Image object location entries
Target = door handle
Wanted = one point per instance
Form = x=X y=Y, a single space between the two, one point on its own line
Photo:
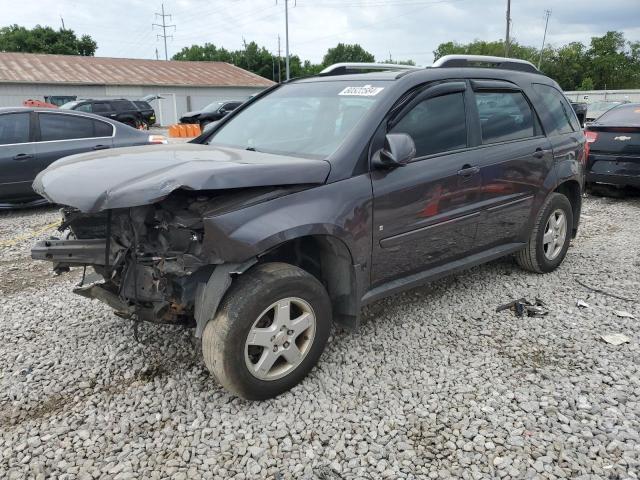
x=468 y=170
x=539 y=153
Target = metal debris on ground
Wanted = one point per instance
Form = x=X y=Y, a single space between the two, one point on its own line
x=616 y=339
x=519 y=307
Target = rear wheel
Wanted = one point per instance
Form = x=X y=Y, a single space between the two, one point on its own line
x=549 y=240
x=269 y=331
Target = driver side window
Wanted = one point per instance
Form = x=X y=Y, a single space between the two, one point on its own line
x=436 y=125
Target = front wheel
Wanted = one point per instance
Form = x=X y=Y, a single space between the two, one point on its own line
x=549 y=240
x=269 y=331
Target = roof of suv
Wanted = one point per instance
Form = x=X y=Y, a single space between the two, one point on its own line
x=454 y=66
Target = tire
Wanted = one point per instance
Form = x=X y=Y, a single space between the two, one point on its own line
x=538 y=258
x=248 y=308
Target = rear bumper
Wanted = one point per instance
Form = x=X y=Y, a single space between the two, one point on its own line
x=614 y=169
x=37 y=202
x=622 y=180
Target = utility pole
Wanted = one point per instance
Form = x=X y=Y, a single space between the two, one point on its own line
x=286 y=41
x=246 y=54
x=164 y=27
x=544 y=37
x=279 y=69
x=506 y=41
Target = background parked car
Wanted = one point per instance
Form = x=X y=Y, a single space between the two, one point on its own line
x=121 y=109
x=211 y=113
x=613 y=142
x=581 y=111
x=598 y=108
x=31 y=139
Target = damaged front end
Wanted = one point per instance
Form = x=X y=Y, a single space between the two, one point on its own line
x=149 y=260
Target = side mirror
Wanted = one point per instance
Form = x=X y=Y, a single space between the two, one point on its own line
x=399 y=149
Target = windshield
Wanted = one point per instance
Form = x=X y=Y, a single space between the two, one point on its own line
x=212 y=107
x=301 y=119
x=69 y=105
x=624 y=115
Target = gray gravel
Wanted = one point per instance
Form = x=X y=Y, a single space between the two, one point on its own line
x=436 y=384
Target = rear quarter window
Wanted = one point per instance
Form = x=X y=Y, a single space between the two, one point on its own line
x=504 y=116
x=557 y=116
x=14 y=128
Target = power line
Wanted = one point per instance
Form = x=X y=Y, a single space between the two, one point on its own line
x=506 y=38
x=544 y=37
x=164 y=27
x=286 y=41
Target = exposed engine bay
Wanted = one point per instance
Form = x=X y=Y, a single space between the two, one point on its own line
x=150 y=261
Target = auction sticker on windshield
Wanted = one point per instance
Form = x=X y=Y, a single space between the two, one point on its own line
x=366 y=91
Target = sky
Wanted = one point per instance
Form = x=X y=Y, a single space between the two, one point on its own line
x=400 y=29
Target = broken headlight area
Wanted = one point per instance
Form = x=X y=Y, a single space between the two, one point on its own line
x=148 y=259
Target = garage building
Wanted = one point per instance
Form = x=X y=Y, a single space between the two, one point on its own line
x=183 y=86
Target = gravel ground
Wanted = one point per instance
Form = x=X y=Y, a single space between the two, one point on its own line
x=435 y=385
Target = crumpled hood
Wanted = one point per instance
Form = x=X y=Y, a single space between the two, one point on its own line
x=191 y=114
x=133 y=176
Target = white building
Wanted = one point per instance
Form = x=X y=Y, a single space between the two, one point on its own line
x=183 y=86
x=591 y=96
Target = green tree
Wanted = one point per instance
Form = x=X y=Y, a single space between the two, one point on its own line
x=587 y=84
x=608 y=62
x=15 y=38
x=253 y=58
x=347 y=53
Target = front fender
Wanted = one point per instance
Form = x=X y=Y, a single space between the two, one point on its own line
x=341 y=209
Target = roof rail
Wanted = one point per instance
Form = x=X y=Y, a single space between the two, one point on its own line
x=478 y=60
x=351 y=67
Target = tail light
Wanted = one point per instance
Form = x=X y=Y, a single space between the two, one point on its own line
x=158 y=139
x=591 y=137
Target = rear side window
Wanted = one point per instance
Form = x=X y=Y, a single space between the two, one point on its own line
x=85 y=107
x=559 y=116
x=100 y=107
x=102 y=129
x=14 y=128
x=64 y=127
x=504 y=116
x=436 y=125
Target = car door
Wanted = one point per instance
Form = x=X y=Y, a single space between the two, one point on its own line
x=515 y=159
x=61 y=135
x=17 y=156
x=560 y=123
x=425 y=213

§ **REQUIREMENT**
Without the pictures, write out all of the material exactly.

§ **IN RESPONSE**
Target = door handle
Wanted = one point per instance
Form = x=X y=Y, a single space between the two, one point on its own line
Photo:
x=468 y=170
x=539 y=153
Target = metal debris on ground
Wanted = one point per instance
Form = x=X y=Y, a single space between the two, one point on its own line
x=616 y=339
x=519 y=307
Target = rear wheel
Wanted = one point per instance
Form = x=X y=Y, a single space between the two, one point on its own line
x=549 y=240
x=269 y=331
Target = driver side window
Wanted = one point per instance
Form = x=X y=Y, a single space between the two, one point on its own line
x=436 y=125
Target = front wheel
Wanted = one point per instance
Form = x=X y=Y, a single space between the two, one point on its own line
x=549 y=240
x=269 y=331
Target = roof of suv
Wanted = one point per instance
Form = x=X y=Y, a single space between the two, one point on its own line
x=454 y=66
Target = tire
Wanted = one point per instance
Form = x=X y=Y, a single space between the two, one point on its own line
x=538 y=258
x=248 y=308
Target = rear bumper
Wanted = one point per instance
Form = x=X y=Y, a single space between the two, one point on its own line
x=614 y=169
x=37 y=202
x=622 y=180
Target = utility pole
Wanted = one point per instance
Form = x=X y=Y, a single space between the two, one point on its own line
x=286 y=41
x=246 y=54
x=164 y=27
x=544 y=37
x=279 y=69
x=506 y=41
Target = background parked car
Wanted = one point per instance
Form = x=X y=Y, a single space between the two, one point on its own line
x=121 y=109
x=211 y=113
x=613 y=142
x=581 y=111
x=598 y=108
x=31 y=139
Target = damaged front end
Wanted = one point per instance
Form = x=X y=Y, a single space between the two, one point on its own line
x=149 y=260
Target = side mirror
Wanted = one point per instance
Form = x=X y=Y, a single space between the two, one point on its own line
x=399 y=149
Target = windshield
Wanted = one point per instance
Form = x=X y=Y, a single space between the two, one point on its own line
x=212 y=107
x=301 y=119
x=69 y=105
x=624 y=115
Target = gray gravel
Wanted = one point per instance
Form = x=X y=Y, a single space between the two, one point on its own line
x=436 y=384
Target = rear quarter window
Wanted = one point per instance
Form = x=X y=Y, a single space between the two, one point on its own line
x=504 y=116
x=557 y=116
x=14 y=128
Target = power line
Wanted = one point per instance
Form = x=X y=Y, a single space between the two, one point on its own line
x=506 y=38
x=544 y=37
x=164 y=27
x=286 y=41
Target = exposed engine bay
Wanted = one point per instance
Form = x=X y=Y, a single space between the two, one point on its own line
x=150 y=261
Target = auction sticker on windshield
Wanted = one point per instance
Form = x=X y=Y, a single space between the two, one point on its own line
x=366 y=91
Target = sky
Wanted = one point per instance
Form = x=X y=Y, a single space between the two, one point on its own line
x=400 y=29
Target = broken headlight area
Wanted = one point per instance
Form = x=X y=Y, a single space between the two, one point on its own line
x=148 y=259
Target = garage building
Wanted = one point per instance
Form = x=X y=Y, a single space between the two, one point on its own line
x=183 y=86
Target = gravel ground
Wanted = one point per instance
Form = x=X y=Y, a single space between the two, one point on its own line
x=435 y=385
Target = crumpled hood
Wanted = one point per instance
Form = x=X y=Y, a single space between the two, one point on its own line
x=191 y=114
x=133 y=176
Target = white building
Wanted = one point per instance
Form = x=X y=Y, a single space between the two, one point on its own line
x=183 y=86
x=591 y=96
Target = green tree
Wanted = one point per instance
Form = x=X y=Y, a single space between the two, one point on its own line
x=587 y=84
x=608 y=62
x=15 y=38
x=253 y=58
x=347 y=53
Target = front fender
Wanted = one point per instance
Form = x=X y=Y, a single space between the two, one point on its own line
x=341 y=209
Target = roof rail
Wanted = one point per instance
Form = x=X y=Y, a single space between the two, one point on its own line
x=478 y=60
x=351 y=67
Target = tail light
Wanted = one point per instance
Form = x=X y=Y, a single space between the two, one point on its own line
x=158 y=139
x=591 y=137
Target = rear side window
Wanted = one point per instance
Form = x=X y=Y, a single space between the two, one point on its own line
x=85 y=107
x=559 y=116
x=100 y=107
x=102 y=129
x=14 y=128
x=64 y=127
x=504 y=116
x=436 y=125
Target = car door
Wanted = one point per instance
Form = x=X y=Y, a single space between the two, one point on its own line
x=515 y=159
x=61 y=135
x=17 y=156
x=560 y=123
x=425 y=213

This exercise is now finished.